- [Extract]:
## START
- Genre: Drama
- Created by: Steve Marshall; Dan Guntzelman;
- Starring: Jeff Yagher; Cheryl Pollak; Spencer Klein; David Birney; Eddie Velez; Antonia Jones; Bruce McGill; Wanda De Jesus; Hill Harper; Sam Anderson; Rebecca Staab; Michael Watson;
- Composers: Art Ford Karl Lundeberg
- Country of origin: United States
- Original language: English
- No. of seasons: 1
- No. of episodes: 13

Production
- Editors: Tad Nyland; Alec Smight;
- Running time: 60 minutes
- Production companies: Steve Marshall Productions; Occasionally Brillant; Rysher Entertainment; Hallmark Entertainment;

Original release
- Network: UPN
- Release: August 29 – November 28, 1995

= Live Shot =

Live Shot is an American drama television series that aired on UPN from August 29 to November 28, 1995. It starred Jeff Yagher, Cheryl Pollak, Spencer Klein, Eddie Velez, Antonia Jones, Bruce McGill, Wanda De Jesus, Hill Harper, Sam Anderson, Rebecca Staab, and Michael Watson. Karen Austin, Debra Eisenstadt, Leigh Hall, Ana Gabriel, Evan Arnold, Yolanda Gaskins, Morgan Hunter, Terry Kiser, Nia Long, Tom Byrd, Marie Marshall, and Chase Masterson were all recurring on the show.
## END
- [Short exercise 1]: Return each line of the rows that contains the string "point".
The rows below and the text above come from separate, unrelated sources.

- [Records for the task]:
## START
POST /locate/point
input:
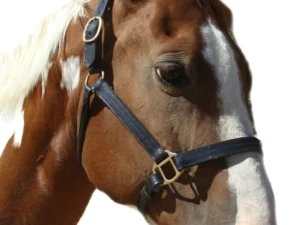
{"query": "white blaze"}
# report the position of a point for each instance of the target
(248, 183)
(70, 73)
## END
- [Short exercise 2]: According to the Live Shot page, how many episodes did the series have?

- [Complete answer 1]:
POST /locate/point
# report the position of a point for each instance of the target

- [Complete answer 2]: 13